──────── DATA LISTING
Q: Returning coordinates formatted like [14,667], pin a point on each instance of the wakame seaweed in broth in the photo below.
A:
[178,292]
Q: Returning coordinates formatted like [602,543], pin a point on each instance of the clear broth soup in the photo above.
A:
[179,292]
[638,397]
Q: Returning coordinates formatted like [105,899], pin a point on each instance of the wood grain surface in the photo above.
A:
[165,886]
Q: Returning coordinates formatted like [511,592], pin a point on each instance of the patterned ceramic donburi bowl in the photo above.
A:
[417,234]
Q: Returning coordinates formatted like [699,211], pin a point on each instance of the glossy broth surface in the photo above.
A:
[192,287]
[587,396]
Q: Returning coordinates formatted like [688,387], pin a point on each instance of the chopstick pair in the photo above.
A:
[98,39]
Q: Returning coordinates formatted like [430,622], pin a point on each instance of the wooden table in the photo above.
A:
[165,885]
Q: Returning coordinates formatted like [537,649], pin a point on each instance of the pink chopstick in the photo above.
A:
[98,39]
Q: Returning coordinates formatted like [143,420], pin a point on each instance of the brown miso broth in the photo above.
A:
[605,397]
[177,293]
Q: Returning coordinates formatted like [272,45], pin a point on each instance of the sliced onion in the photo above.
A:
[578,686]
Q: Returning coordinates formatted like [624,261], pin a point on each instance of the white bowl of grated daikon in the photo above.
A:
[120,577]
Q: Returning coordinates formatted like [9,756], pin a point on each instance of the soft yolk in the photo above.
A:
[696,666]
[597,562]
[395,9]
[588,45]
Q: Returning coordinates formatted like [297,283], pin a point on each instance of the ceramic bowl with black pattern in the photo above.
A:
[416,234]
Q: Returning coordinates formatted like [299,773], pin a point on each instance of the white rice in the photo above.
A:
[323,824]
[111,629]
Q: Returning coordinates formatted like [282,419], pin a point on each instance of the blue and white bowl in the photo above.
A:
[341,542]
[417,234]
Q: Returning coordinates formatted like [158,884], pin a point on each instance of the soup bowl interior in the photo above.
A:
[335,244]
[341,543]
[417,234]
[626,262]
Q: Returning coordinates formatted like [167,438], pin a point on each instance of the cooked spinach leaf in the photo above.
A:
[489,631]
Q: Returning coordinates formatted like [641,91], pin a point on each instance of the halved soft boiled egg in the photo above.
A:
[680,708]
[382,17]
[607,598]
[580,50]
────────────────
> [WHAT NEEDS TO BE DONE]:
Search the data above for the string "ceramic" and report each line that holds it.

> [RESULT OF THIS EXERCISE]:
Q: Returning coordinates formatted like [511,592], pin a point on each instance of the patterned ceramic donburi bowl in the photo above.
Q: Returning coordinates formatted like [297,283], pin a point on each instance of the ceramic bowl with black pattern in the photo above.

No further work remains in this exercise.